**EXERCISES TO COMPLETE:**
**a)** In the article on reducing employee turnover through outsourcing, what is Emapta's offshore staffing philosophy called?
**b)** Extend the article on reducing employee turnover through outsourcing, picking up after its final line.

**EXERCISE PASSAGE:**
********************

Download our easy-to-use Cost Calculator to help you calculate total turnover costs for any role you prefer.

Reducing High Employee Turnover with the Right Outsourcing Partner

As global talent shortage doubled compared to the last decade, businesses sourced international talent markets to access lower-cost resources, save on operational costs, and increase productivity by building offshore teams in talent-rich countries such as the Philippines.

One good example is a leading US-based Wi-Fi design solutions company, which found an effective solution to lower employee turnover rates and attrition costs altogether through outsourcing.

The US company was initially cautious of outsourcing because of the industry’s reported high employee turnover particularly in India, but after thorough research, he saw the long-term benefits of offshoring roles to the Philippines and has since been pleased by the transformative results of building a dedicated team of professionals in Manila.

In addition and beyond the immediate cost savings that come with offshore staff, the company also drives productivity by fully incorporating their Philippine team into their operations at home. Emapta’s offshore staffing philosophy “Your Team. Your Way” allows organisations to fashion their Philippine team to their brand, values, and culture thereby achieving unparalleled control and influence over the output of the Philippine team.

Through Emapta’s network of extensive candidate sources, the client was able to hire and train top-tier talent in under three weeks.  The company was quick to increase productivity and lighten intensive work from its onshore team.

“Because we have hired smart and coachable people in our Manila team with the help of Emapta, their performance has been off the charts. That’s how we’ve been able to cross-train and promote quickly from within.”

With the help of Emapta’s employee retention strategies, facilities, and benefits program, their employee job satisfaction rates rose to new heights.

“We don’t always agree, but we always understand,” The company’s executive commented on managing his team with Emapta’s on-the-ground support. “We always want the best for both companies – and I love that!”

How Our Client Reduced Employee Turnover with Emapta’s Outsourcing Model

Sourcing the top 5% of exemplary talent in Manila
Quick training and onboarding of talent within 2-3 weeks
Full control over the offshore team’s operations and processes
Private office that mirrors their brand identity (and flexible work from home arrangement during the Pandemic)

********************

**DATASET CONTENT:**
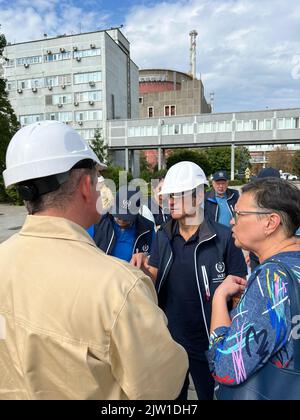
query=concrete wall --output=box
[140,80,211,118]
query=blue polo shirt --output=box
[155,227,207,358]
[216,194,232,227]
[111,221,136,262]
[86,225,95,238]
[149,222,247,361]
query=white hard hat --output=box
[3,121,106,187]
[158,162,208,195]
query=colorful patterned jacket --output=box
[207,252,300,385]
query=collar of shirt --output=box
[19,215,96,247]
[170,220,215,243]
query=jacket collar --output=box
[161,219,216,243]
[206,188,235,202]
[106,214,154,237]
[19,216,96,247]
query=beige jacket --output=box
[0,216,188,400]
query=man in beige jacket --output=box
[0,121,188,400]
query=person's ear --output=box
[265,213,281,236]
[79,174,93,202]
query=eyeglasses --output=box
[169,190,196,200]
[233,210,273,223]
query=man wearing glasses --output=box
[205,171,239,227]
[132,162,247,400]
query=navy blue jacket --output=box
[204,188,240,222]
[148,197,171,226]
[150,220,247,339]
[94,213,154,255]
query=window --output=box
[3,58,15,67]
[128,127,134,137]
[16,55,42,66]
[52,95,72,105]
[74,71,101,85]
[73,48,101,58]
[46,112,73,122]
[45,74,71,87]
[165,105,176,117]
[265,120,272,130]
[148,106,154,118]
[182,124,194,134]
[204,123,211,133]
[75,110,102,121]
[19,114,44,125]
[174,124,181,134]
[6,82,16,91]
[198,123,204,134]
[76,128,95,140]
[74,90,102,102]
[45,51,71,63]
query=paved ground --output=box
[0,204,27,243]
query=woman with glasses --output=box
[208,178,300,399]
[132,162,247,400]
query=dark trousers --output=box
[177,357,215,401]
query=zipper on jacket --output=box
[106,231,115,255]
[201,265,210,301]
[215,204,219,222]
[157,251,173,294]
[132,229,151,256]
[194,235,217,340]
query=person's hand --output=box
[216,276,247,300]
[245,254,250,267]
[130,252,151,276]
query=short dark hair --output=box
[25,166,97,214]
[242,178,300,237]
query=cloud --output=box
[0,0,300,112]
[125,0,300,111]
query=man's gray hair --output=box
[25,168,96,214]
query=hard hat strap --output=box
[17,171,70,201]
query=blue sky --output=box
[0,0,300,112]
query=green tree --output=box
[167,149,210,175]
[90,128,110,165]
[0,34,19,201]
[102,166,133,191]
[294,150,300,176]
[206,146,231,175]
[235,146,251,173]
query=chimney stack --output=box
[190,29,198,79]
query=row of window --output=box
[45,90,102,105]
[139,74,168,82]
[6,71,102,91]
[128,124,194,137]
[4,48,101,67]
[147,105,176,118]
[19,109,103,126]
[128,117,299,137]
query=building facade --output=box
[139,69,211,166]
[3,28,139,140]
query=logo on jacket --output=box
[216,262,225,274]
[121,200,131,210]
[142,245,149,252]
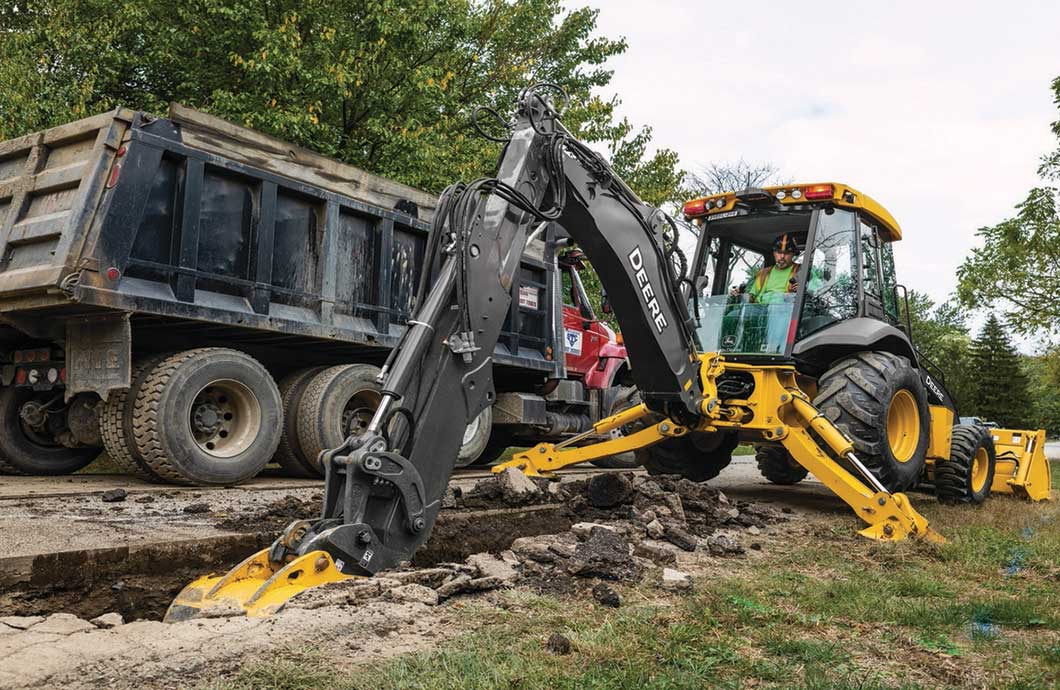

********************

**ANSWERS:**
**a)** "Your Team. Your Way"

**b)**
Custom-built platform that helps review team attendance and performance
Fostering the same work culture and values that align the company's teams across all locations
Implementation and improvement of career development programs
Cultural, communication, and technical training
Periodical review of compensation and benefits
Transparent collaboration with Emapta’s management and support specialists

According to LinkedIn’s data analysis on half a billion professionals, 10.9 per cent is the normal turnover rate across all industries. With Emapta’s low turnover rate of 5.4, the client partner has peace of mind in knowing that its Manila team is taken care of in a setup that’s flexible and responsive to their needs. One of the company’s leaders remarked, “Our talent has developed the ability to embrace change and thrive in an environment where ambiguity occasionally exists.”

In 2030, the global talent shortage is predicted to be at an all-time high, but you can act now to secure the right talent in your company. But replacing your staff is much more expensive than developing your current employees. This is because there are more costs to consider in employee turnover than simply recruiting and training new hires, which can even hurt your bottom line.

Implementing a solid employee retention strategy will help you preserve knowledge, money, and time in your company. And in their case, complementing this strategy with a cost-efficient solution like outsourcing has paid off to drastically reduce employee turnover rates, leading to a highly committed and competent team.